§ TO DO
For the entries that follow, report how many lines include the word "shown" and add nothing.

*** Opening DATA TO EXAMINE ***

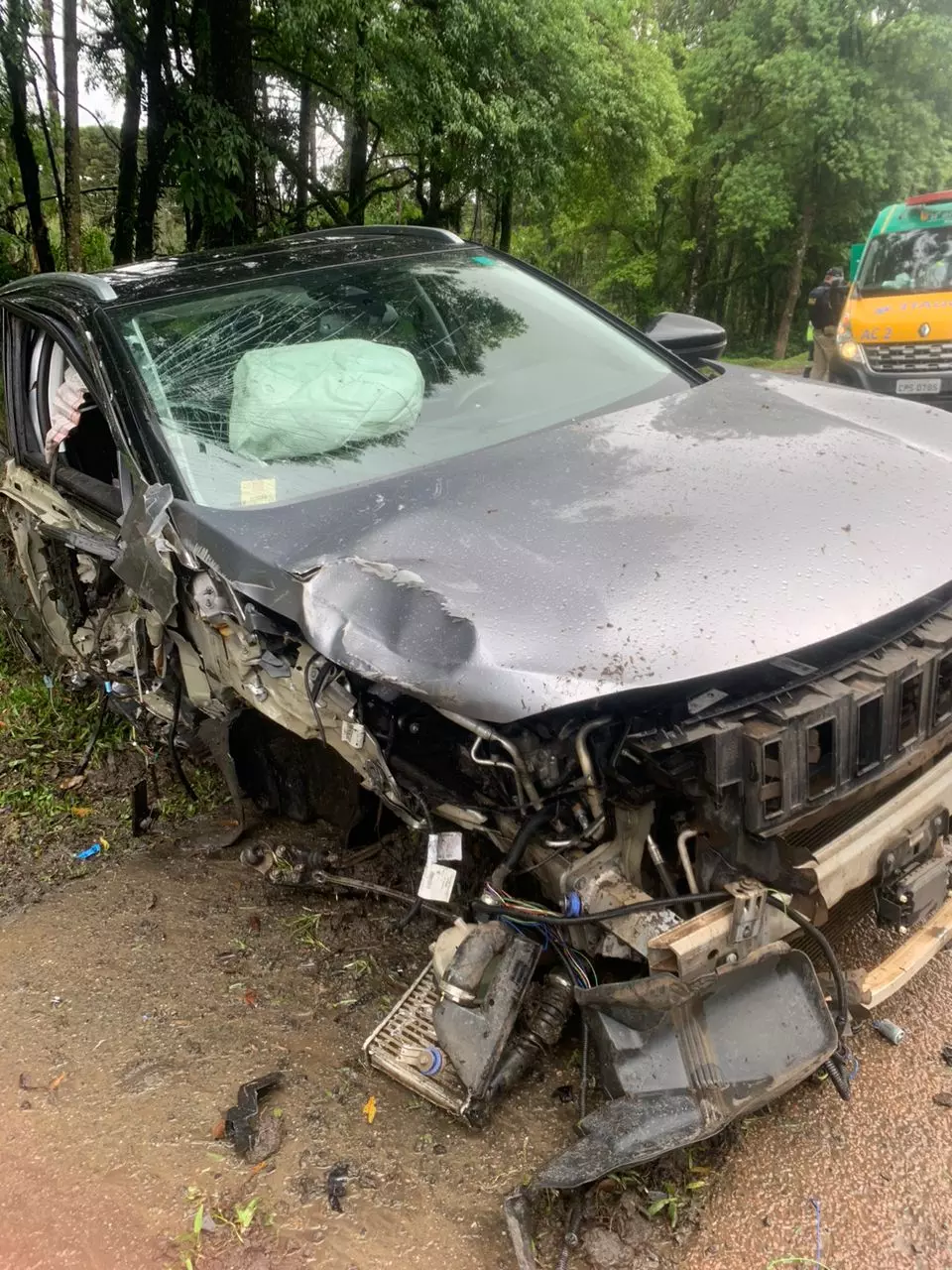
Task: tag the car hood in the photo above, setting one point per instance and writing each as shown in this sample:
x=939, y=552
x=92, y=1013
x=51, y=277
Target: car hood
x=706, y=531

*** Closing DATA TO EXAMINE ***
*** Opening DATA TO EXAMINE ***

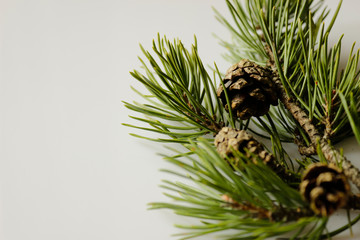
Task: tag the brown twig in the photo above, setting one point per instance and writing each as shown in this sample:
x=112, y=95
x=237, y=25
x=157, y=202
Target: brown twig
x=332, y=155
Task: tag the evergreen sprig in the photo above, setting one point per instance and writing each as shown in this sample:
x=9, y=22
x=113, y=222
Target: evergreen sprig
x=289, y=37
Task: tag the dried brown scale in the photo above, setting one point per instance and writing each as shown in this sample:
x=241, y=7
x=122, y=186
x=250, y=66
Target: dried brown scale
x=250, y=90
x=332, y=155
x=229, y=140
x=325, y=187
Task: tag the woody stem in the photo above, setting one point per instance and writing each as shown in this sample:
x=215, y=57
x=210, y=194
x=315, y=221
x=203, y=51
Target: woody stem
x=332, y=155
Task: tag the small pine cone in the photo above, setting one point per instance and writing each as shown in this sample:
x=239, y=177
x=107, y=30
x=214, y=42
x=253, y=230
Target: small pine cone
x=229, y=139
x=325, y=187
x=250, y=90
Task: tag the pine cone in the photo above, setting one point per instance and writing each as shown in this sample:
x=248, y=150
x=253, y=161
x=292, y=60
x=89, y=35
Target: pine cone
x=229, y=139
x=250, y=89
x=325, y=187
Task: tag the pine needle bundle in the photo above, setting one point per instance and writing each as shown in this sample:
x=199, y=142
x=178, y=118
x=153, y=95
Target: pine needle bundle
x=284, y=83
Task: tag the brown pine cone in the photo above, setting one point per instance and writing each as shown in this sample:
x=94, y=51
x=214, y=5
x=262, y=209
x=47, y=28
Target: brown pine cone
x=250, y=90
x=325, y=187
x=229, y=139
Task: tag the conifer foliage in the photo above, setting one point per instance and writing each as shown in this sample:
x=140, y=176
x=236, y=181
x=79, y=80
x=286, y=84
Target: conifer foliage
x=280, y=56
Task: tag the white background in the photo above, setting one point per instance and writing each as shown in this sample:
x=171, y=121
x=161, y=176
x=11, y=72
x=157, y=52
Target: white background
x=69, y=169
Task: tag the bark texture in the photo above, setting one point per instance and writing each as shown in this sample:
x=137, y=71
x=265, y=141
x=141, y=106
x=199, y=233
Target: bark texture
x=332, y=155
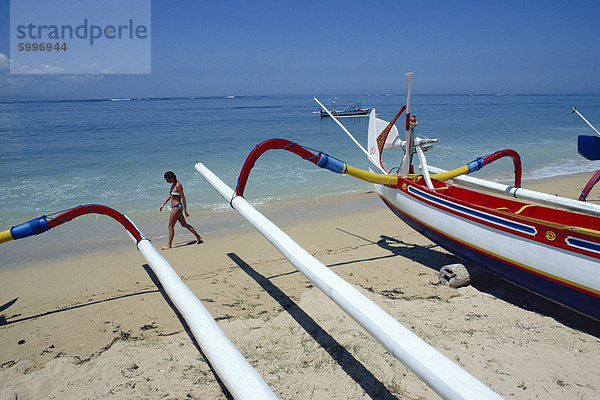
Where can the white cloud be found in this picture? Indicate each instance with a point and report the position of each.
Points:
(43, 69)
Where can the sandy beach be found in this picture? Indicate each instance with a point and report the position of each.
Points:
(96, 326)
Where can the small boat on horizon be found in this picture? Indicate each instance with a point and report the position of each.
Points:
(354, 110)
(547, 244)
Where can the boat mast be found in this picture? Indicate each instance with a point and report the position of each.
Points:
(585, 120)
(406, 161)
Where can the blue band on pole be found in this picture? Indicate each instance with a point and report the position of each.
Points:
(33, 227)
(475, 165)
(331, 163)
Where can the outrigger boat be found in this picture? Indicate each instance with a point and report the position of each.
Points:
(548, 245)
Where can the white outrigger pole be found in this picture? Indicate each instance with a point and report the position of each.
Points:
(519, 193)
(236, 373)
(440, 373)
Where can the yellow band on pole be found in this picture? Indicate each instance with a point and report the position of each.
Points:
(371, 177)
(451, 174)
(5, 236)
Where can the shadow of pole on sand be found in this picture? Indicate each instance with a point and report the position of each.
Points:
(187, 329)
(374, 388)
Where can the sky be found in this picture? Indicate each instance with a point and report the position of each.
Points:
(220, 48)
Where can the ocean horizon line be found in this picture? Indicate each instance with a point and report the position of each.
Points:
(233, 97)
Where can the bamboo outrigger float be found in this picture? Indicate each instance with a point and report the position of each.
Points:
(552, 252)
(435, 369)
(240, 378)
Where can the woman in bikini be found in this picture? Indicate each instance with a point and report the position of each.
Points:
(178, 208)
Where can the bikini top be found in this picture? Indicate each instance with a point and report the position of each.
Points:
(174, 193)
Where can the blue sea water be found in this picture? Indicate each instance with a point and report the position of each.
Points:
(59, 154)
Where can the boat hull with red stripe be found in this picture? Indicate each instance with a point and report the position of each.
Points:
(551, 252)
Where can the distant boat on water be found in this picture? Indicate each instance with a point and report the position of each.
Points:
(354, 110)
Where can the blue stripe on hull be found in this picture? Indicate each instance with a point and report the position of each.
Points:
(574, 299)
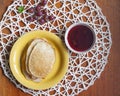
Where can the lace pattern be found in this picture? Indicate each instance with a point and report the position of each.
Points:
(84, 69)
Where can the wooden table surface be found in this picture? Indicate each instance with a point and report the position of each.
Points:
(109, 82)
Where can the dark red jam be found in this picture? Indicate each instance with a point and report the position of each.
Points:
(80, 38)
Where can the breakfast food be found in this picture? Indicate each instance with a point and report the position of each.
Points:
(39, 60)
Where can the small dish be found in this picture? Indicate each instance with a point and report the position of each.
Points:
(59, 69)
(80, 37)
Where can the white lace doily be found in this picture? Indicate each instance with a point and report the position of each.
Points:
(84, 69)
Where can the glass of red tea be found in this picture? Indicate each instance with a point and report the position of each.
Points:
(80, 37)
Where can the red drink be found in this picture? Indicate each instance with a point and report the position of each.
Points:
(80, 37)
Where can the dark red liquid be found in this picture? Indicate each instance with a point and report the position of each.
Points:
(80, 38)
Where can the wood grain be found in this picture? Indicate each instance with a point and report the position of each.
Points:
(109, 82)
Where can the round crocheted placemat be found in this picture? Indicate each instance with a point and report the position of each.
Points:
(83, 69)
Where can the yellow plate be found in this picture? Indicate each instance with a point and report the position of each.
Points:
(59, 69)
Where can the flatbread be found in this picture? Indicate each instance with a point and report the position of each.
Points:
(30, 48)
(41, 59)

*** Closing DATA TO EXAMINE ***

§ RESPONSE AREA
12